[START OF Raw records]

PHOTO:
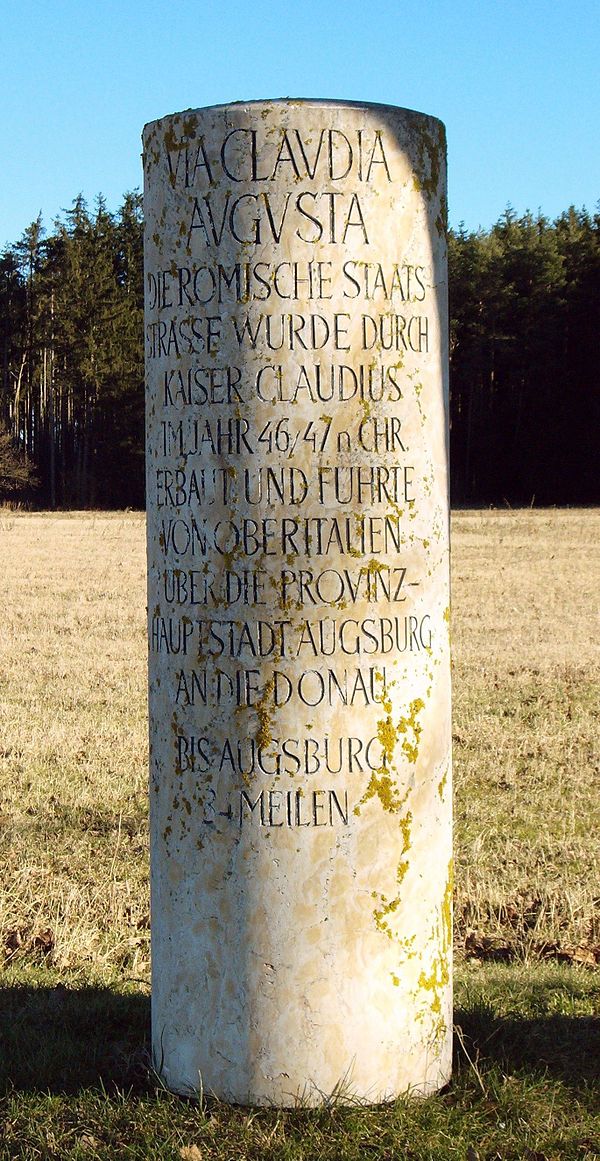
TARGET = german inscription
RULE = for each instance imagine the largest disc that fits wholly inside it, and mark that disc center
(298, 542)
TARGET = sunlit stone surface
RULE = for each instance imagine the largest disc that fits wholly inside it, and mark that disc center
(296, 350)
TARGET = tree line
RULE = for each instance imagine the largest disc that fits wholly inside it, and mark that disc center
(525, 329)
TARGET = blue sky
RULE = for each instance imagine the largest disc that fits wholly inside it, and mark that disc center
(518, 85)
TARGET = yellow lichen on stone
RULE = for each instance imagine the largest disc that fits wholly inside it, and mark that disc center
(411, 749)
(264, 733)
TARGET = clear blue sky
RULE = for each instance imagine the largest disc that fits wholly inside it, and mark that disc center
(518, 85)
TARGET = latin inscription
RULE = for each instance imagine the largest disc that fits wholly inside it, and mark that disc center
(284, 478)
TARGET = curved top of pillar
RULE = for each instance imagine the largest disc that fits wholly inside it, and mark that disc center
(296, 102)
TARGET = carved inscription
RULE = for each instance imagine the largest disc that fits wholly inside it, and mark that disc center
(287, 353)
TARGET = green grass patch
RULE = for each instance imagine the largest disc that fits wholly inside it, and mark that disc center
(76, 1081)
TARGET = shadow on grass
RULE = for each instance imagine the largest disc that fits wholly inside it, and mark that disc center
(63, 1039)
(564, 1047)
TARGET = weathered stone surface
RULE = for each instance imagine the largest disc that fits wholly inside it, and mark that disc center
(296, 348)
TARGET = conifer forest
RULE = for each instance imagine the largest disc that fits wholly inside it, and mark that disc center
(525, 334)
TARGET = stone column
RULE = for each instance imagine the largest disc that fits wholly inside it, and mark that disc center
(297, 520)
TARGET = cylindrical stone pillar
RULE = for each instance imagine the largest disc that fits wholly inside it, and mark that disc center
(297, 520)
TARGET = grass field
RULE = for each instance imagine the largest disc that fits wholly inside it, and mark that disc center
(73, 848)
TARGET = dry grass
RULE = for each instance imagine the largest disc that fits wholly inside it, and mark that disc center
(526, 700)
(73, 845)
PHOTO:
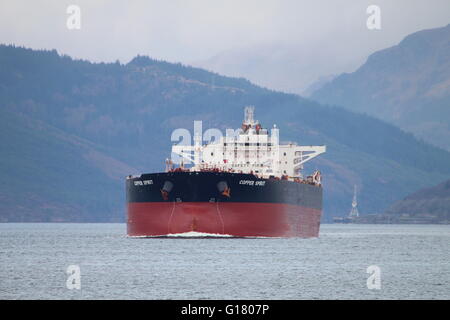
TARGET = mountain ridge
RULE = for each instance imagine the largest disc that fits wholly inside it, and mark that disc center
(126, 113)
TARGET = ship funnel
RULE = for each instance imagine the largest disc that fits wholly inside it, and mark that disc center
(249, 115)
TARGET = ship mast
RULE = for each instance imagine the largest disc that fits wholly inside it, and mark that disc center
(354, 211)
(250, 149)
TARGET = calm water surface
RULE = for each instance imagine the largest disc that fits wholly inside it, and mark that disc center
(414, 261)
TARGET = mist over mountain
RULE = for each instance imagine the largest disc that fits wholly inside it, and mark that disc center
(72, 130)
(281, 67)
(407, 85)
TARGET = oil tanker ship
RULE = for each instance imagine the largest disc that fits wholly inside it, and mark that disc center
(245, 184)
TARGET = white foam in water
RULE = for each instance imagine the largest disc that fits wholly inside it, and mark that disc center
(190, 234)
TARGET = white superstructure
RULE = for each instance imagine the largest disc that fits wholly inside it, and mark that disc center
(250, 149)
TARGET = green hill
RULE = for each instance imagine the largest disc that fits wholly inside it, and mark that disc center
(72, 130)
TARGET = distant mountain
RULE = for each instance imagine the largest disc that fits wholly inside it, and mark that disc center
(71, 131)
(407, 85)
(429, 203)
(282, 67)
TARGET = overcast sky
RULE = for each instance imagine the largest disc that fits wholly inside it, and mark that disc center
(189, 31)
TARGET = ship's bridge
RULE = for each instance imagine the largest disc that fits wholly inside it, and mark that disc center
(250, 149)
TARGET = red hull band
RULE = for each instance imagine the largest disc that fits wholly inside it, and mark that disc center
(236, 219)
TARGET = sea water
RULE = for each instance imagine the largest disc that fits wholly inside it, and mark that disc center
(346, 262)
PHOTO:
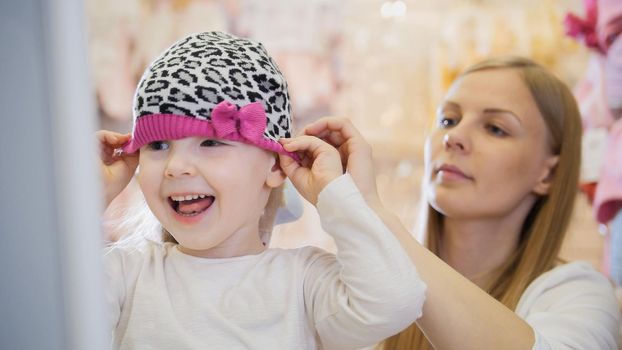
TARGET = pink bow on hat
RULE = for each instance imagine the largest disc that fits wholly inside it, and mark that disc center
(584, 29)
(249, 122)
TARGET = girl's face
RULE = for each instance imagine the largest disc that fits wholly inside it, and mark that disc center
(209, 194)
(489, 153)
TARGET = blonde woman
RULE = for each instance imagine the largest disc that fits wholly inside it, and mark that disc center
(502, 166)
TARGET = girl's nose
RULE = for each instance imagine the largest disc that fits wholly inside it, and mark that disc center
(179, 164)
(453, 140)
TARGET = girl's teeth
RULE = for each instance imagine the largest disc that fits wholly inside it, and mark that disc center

[END OF Raw records]

Problem - Retype every record above exactly as written, but leave out the pictures.

Reply to the task -
PHOTO:
TARGET = german inscription
RULE = for each instance imagine the largest disc that fits wholly inside it, and mark that disc center
(298, 542)
TARGET = sunlit stone surface
RULE = for each instance imagine the largest disc that fits wholly inside it, and mark that disc center
(296, 350)
TARGET = tree line
RULE = for each instance imagine the largest disc that fits wholly inside it, and mark that disc center
(525, 329)
TARGET = blue sky
RULE = for each instance imagine the largest disc that fits wholly inside it, and mark that disc center
(518, 85)
TARGET = yellow lichen on stone
RULE = for each instance imagine the largest disc that fits wholly inside it, and mark that disc center
(411, 749)
(264, 733)
TARGET = clear blue sky
RULE = for each instance imagine the largest disc that fits wholly inside it, and mark that disc center
(518, 85)
TARGET = latin inscription
RULE = for each instance imagine the largest disc that fits wholly inside it, and mark that disc center
(284, 478)
TARGET = curved top of pillar
RULE = for each instance imagine the largest disc that fits wholly inside it, and mark that disc center
(296, 102)
TARGET = carved inscription
RULE = for each instance imagine the largest disc that fits wholly inside it, and mark that disc center
(287, 353)
TARGET = green grass patch
RULE = for each instance imagine the largest disc that fits wholly inside it, and mark that disc center
(76, 1081)
TARGET = shadow on grass
RULE = for each instance imagine the largest disc that fits wholly inside it, and mark that disc center
(63, 1039)
(564, 1047)
TARGET = weathered stone surface
RULE = for each instance imagine the largest disc that fits wholly inside it, and mark that disc center
(296, 348)
TARGET = conifer forest
RULE = for each instance imagine the largest disc that fits wholly inside it, and mark that disc center
(525, 334)
TARGET = stone column
RULE = for each instance imagine the largest disc that fits wholly inside it, and mark that disc center
(297, 520)
TARGET = cylindrical stone pillar
RULE = for each instance imagine the largest disc that fits wholly inside it, and mark that disc center
(297, 520)
TARGET = grass field
RULE = for each instance imagine the largest disc that fits wholly inside it, and mark that disc center
(73, 848)
TARGET = dry grass
RULE = for each instance imagine the largest disc that fits wholly inside it, and mark that disc center
(526, 700)
(73, 845)
PHOTO:
TARGET = mountain ridge
RULE = for each instance imagine the largest disc that fits wholly inside it, and mark that disc center
(126, 113)
TARGET = ship funnel
RULE = for each instance imagine the largest disc that fits wholly inside it, and mark that disc center
(249, 115)
TARGET = ship mast
RULE = for each instance imagine the largest disc that fits wholly inside it, and mark that disc center
(354, 211)
(250, 149)
TARGET = calm water surface
RULE = for each instance imagine the largest disc that fits wholly inside it, and mark that disc center
(414, 261)
TARGET = mist over mountain
RULE = for each instance imagine the largest disc that fits wholly inside it, and mark that disc center
(72, 130)
(281, 67)
(407, 85)
TARGET = oil tanker ship
RULE = for each instance imagine the largest disc that fits wholly inside it, and mark that disc center
(245, 184)
TARGET = white foam in water
RULE = for each instance imagine the largest disc that fits wholly inside it, and mark that disc center
(190, 234)
TARGET = white superstructure
RULE = for each instance imagine the largest disc that fits wholly inside it, and mark that disc center
(250, 149)
TARGET = green hill
RULE = for each instance imagine the largest disc that fits wholly inside it, and mark that disc center
(72, 130)
TARGET = distant mountain
RULE = for each instance imagine the largest disc that fits wholly inside it, and mark that disc center
(71, 131)
(407, 85)
(429, 203)
(282, 67)
TARGET = overcast sky
RULE = for each instance imagine the largest disc that fits wholly inside it, and mark that disc center
(189, 31)
TARGET = ship's bridge
RULE = for each instance imagine the largest disc that fits wholly inside it, and mark that disc center
(250, 149)
TARGET = red hull band
RULE = for each instance imagine the largest disc that fits wholly inside it, and mark that disc center
(236, 219)
TARGET = sea water
RULE = for each instance imagine the largest disc that fits wholly inside it, and mark that disc center
(346, 262)
PHOTO:
TARGET = pink bow on hat
RULE = for each instance imagine the largest disc that fits wholly inside it, and mark that disc center
(584, 29)
(249, 122)
TARGET = girl's face
RULE = for each instance imagine the largest disc that fits wholly inside it, and mark that disc center
(209, 194)
(489, 153)
TARGET = blonde woman
RULE = for each instance imagine the largest disc that fits wholly inside it, and mark that disc center
(502, 166)
TARGET = girl's nose
RULE = for each instance imagine the largest disc that fits wholly inside it, and mark that disc center
(179, 164)
(453, 140)
TARGET = girl's teeth
RULE = for each instance imagine the largest disc that fits wholly inside it, and mark that disc center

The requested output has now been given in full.